- **PROBLEM DETAILS**
How many lines in the listing below contain the string "water"? Reply with the number alone.

- **EXERCISE DATA**
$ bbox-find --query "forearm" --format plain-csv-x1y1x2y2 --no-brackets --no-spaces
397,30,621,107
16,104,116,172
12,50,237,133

...

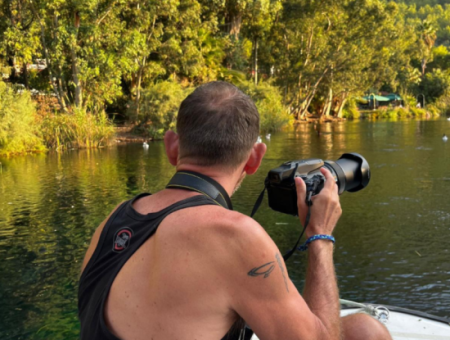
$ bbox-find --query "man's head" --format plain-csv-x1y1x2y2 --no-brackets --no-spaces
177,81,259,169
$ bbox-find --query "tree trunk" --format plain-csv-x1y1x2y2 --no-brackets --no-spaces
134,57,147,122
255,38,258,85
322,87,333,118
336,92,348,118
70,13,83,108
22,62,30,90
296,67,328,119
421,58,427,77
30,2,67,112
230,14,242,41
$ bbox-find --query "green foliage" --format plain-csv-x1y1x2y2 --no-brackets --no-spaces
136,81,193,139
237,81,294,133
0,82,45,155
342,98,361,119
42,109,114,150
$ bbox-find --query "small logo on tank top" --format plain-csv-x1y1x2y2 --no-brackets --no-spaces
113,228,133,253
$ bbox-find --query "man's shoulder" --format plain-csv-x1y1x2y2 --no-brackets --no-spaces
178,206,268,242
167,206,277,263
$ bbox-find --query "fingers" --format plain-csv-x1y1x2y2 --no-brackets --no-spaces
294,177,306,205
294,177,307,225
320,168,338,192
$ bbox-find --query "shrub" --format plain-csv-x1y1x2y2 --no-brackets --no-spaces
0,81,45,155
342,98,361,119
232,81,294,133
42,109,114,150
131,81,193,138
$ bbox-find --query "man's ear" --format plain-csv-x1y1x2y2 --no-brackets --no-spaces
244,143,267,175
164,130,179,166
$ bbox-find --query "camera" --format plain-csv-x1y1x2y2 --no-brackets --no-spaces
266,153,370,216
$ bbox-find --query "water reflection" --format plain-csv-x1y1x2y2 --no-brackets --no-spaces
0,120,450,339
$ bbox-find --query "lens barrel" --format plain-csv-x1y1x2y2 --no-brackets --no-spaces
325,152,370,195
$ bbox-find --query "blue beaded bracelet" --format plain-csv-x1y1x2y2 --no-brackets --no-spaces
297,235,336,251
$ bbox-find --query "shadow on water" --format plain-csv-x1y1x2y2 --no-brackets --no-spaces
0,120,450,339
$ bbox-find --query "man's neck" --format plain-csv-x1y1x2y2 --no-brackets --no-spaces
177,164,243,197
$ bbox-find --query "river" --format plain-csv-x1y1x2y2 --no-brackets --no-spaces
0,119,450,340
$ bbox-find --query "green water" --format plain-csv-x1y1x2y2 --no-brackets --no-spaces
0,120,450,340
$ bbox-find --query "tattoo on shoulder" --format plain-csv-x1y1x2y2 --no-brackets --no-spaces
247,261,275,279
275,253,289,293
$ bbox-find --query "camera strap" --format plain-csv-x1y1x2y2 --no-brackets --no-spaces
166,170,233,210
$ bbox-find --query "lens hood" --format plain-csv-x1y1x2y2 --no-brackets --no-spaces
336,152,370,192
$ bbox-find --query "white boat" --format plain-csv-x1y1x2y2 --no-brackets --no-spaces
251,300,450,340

- **RESPONSE TO THE TASK**
3